In full and without change, repeat the records shown below.

***** Extracted data *****

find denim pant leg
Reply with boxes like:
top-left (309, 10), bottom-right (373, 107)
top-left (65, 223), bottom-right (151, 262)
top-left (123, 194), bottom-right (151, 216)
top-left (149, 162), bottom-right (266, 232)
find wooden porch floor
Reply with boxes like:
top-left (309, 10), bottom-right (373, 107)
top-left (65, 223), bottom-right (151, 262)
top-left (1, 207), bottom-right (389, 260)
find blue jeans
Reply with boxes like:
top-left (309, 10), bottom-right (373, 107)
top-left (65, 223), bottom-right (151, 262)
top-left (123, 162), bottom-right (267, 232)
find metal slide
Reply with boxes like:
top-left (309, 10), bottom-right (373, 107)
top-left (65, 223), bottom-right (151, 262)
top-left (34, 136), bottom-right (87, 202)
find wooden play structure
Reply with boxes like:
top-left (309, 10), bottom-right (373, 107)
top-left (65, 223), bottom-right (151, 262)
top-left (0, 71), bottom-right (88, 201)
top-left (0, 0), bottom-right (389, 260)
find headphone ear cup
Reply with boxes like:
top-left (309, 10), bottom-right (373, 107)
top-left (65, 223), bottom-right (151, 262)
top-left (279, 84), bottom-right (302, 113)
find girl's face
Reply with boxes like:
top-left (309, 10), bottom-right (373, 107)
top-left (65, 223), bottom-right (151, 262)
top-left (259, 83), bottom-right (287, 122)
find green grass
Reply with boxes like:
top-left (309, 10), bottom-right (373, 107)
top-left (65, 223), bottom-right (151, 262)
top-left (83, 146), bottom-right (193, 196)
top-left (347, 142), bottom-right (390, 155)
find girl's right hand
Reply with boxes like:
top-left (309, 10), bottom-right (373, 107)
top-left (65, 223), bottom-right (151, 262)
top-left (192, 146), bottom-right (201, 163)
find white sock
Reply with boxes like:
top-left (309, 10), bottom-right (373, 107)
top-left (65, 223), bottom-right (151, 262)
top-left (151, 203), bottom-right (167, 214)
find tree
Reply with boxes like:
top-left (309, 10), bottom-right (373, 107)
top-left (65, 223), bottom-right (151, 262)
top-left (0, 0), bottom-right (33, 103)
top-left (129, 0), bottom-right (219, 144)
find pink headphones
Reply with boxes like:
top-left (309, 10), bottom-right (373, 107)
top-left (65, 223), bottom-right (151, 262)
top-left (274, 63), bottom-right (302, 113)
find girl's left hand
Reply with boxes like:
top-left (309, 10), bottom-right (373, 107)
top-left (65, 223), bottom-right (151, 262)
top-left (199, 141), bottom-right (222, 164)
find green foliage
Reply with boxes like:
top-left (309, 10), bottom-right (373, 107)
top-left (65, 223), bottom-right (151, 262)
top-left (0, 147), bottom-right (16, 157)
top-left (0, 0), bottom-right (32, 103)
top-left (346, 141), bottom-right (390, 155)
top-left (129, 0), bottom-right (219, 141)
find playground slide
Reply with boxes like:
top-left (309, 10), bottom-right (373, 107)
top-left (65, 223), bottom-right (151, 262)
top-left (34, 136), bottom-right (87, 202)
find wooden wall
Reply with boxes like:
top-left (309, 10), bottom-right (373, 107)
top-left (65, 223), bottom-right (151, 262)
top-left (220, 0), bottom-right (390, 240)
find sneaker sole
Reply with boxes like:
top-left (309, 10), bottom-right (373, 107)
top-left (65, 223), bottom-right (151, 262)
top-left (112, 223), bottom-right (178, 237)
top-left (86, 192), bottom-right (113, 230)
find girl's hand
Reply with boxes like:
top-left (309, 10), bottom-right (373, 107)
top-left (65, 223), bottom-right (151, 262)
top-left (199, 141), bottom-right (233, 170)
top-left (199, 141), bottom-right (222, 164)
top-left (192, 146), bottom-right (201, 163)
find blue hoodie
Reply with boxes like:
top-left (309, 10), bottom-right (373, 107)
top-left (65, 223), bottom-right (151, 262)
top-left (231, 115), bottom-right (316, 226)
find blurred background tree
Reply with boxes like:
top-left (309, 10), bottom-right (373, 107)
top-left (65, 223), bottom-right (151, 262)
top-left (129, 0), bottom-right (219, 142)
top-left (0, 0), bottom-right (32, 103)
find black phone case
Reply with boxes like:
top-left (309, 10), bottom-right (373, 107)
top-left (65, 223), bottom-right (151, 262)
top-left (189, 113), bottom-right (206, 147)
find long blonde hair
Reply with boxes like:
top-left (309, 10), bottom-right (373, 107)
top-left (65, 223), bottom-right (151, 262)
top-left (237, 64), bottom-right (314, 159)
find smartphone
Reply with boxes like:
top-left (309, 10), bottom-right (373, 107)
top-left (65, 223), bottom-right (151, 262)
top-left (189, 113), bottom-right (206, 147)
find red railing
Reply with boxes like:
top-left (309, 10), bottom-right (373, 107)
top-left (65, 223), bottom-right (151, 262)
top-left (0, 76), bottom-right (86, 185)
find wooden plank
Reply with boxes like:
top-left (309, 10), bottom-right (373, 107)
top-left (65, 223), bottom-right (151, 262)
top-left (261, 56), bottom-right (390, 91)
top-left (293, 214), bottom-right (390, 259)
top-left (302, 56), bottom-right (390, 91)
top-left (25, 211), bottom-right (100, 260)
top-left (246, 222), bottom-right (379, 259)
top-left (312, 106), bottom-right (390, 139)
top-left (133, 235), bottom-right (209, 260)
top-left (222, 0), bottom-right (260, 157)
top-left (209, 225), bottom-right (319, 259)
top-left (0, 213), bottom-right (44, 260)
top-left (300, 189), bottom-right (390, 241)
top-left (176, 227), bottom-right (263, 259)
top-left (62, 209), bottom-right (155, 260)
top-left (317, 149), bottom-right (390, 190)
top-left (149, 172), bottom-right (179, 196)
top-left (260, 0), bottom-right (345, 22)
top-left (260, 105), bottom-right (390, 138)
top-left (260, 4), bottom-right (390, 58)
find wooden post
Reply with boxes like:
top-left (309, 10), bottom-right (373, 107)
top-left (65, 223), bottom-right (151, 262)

*****

Solution for this exercise |
find denim pant leg
Reply with boxes like:
top-left (309, 10), bottom-right (373, 107)
top-left (65, 223), bottom-right (151, 262)
top-left (123, 194), bottom-right (151, 216)
top-left (149, 162), bottom-right (266, 232)
find wooden porch floor
Reply with boxes like:
top-left (309, 10), bottom-right (373, 107)
top-left (65, 223), bottom-right (151, 262)
top-left (1, 207), bottom-right (389, 260)
find blue jeans
Reply with boxes like:
top-left (309, 10), bottom-right (373, 107)
top-left (65, 223), bottom-right (151, 262)
top-left (123, 162), bottom-right (267, 232)
find metal slide
Reply with boxes like:
top-left (309, 10), bottom-right (373, 107)
top-left (65, 223), bottom-right (151, 262)
top-left (34, 136), bottom-right (87, 202)
find wooden play structure
Reply with boxes like:
top-left (309, 10), bottom-right (373, 107)
top-left (65, 223), bottom-right (151, 262)
top-left (0, 71), bottom-right (88, 201)
top-left (0, 0), bottom-right (389, 260)
find headphone ear cup
Reply with boxes like:
top-left (309, 10), bottom-right (373, 107)
top-left (65, 223), bottom-right (151, 262)
top-left (279, 84), bottom-right (302, 113)
find girl's face
Reply with boxes like:
top-left (309, 10), bottom-right (373, 107)
top-left (65, 223), bottom-right (151, 262)
top-left (259, 83), bottom-right (287, 122)
find green grass
Reply with boxes like:
top-left (309, 10), bottom-right (373, 107)
top-left (65, 223), bottom-right (151, 262)
top-left (83, 146), bottom-right (193, 196)
top-left (347, 142), bottom-right (390, 155)
find girl's right hand
Reply with boxes like:
top-left (309, 10), bottom-right (373, 107)
top-left (65, 223), bottom-right (151, 262)
top-left (192, 146), bottom-right (201, 163)
find white sock
Reply with boxes like:
top-left (309, 10), bottom-right (373, 107)
top-left (65, 223), bottom-right (151, 262)
top-left (151, 203), bottom-right (167, 214)
find tree
Reply with boxes like:
top-left (309, 10), bottom-right (373, 107)
top-left (65, 223), bottom-right (151, 262)
top-left (0, 0), bottom-right (33, 103)
top-left (129, 0), bottom-right (219, 144)
find pink headphones
Reply with boxes like:
top-left (309, 10), bottom-right (373, 107)
top-left (65, 223), bottom-right (151, 262)
top-left (274, 63), bottom-right (302, 113)
find girl's left hand
Reply with boxes like:
top-left (309, 10), bottom-right (373, 107)
top-left (65, 223), bottom-right (151, 262)
top-left (199, 141), bottom-right (222, 164)
find green foliage
Reply with boxes like:
top-left (309, 10), bottom-right (373, 107)
top-left (65, 223), bottom-right (151, 262)
top-left (0, 147), bottom-right (16, 157)
top-left (0, 0), bottom-right (32, 103)
top-left (346, 141), bottom-right (390, 155)
top-left (129, 0), bottom-right (219, 141)
find playground slide
Reply with boxes like:
top-left (309, 10), bottom-right (373, 107)
top-left (65, 223), bottom-right (151, 262)
top-left (34, 136), bottom-right (87, 202)
find wooden wall
Reply with boxes like:
top-left (309, 10), bottom-right (373, 107)
top-left (65, 223), bottom-right (151, 262)
top-left (220, 0), bottom-right (390, 240)
find sneaker sole
Reply with boxes like:
top-left (309, 10), bottom-right (373, 107)
top-left (65, 223), bottom-right (151, 262)
top-left (112, 223), bottom-right (178, 237)
top-left (86, 192), bottom-right (113, 230)
find girl's hand
Reply with boxes like:
top-left (309, 10), bottom-right (373, 107)
top-left (65, 223), bottom-right (151, 262)
top-left (199, 141), bottom-right (233, 170)
top-left (199, 141), bottom-right (222, 164)
top-left (192, 146), bottom-right (201, 163)
find blue hoodie
Reply with boxes like:
top-left (309, 10), bottom-right (373, 107)
top-left (65, 223), bottom-right (151, 262)
top-left (231, 115), bottom-right (316, 226)
find blurred background tree
Reply with boxes like:
top-left (309, 10), bottom-right (373, 107)
top-left (65, 223), bottom-right (151, 262)
top-left (129, 0), bottom-right (219, 142)
top-left (0, 0), bottom-right (32, 103)
find black phone case
Reply with boxes like:
top-left (309, 10), bottom-right (373, 107)
top-left (65, 223), bottom-right (151, 262)
top-left (189, 113), bottom-right (206, 147)
find long blonde hair
Reply with boxes like:
top-left (309, 10), bottom-right (373, 107)
top-left (65, 223), bottom-right (151, 262)
top-left (237, 64), bottom-right (314, 159)
find smartphone
Reply with boxes like:
top-left (309, 10), bottom-right (373, 107)
top-left (65, 223), bottom-right (151, 262)
top-left (189, 113), bottom-right (206, 147)
find red railing
Reply with boxes like:
top-left (309, 10), bottom-right (373, 107)
top-left (65, 223), bottom-right (151, 262)
top-left (0, 76), bottom-right (86, 185)
find wooden plank
Reply with boxes like:
top-left (309, 10), bottom-right (373, 107)
top-left (65, 223), bottom-right (151, 262)
top-left (261, 56), bottom-right (390, 91)
top-left (293, 214), bottom-right (390, 259)
top-left (302, 56), bottom-right (390, 91)
top-left (25, 211), bottom-right (100, 260)
top-left (246, 222), bottom-right (379, 259)
top-left (312, 106), bottom-right (390, 139)
top-left (133, 235), bottom-right (209, 260)
top-left (222, 0), bottom-right (260, 157)
top-left (209, 225), bottom-right (319, 259)
top-left (0, 213), bottom-right (44, 260)
top-left (300, 189), bottom-right (390, 241)
top-left (176, 227), bottom-right (263, 259)
top-left (62, 209), bottom-right (155, 260)
top-left (317, 149), bottom-right (390, 190)
top-left (149, 172), bottom-right (179, 196)
top-left (260, 0), bottom-right (345, 22)
top-left (260, 105), bottom-right (390, 138)
top-left (260, 4), bottom-right (390, 58)
find wooden post
Reply with boxes like:
top-left (309, 10), bottom-right (373, 107)
top-left (65, 223), bottom-right (151, 262)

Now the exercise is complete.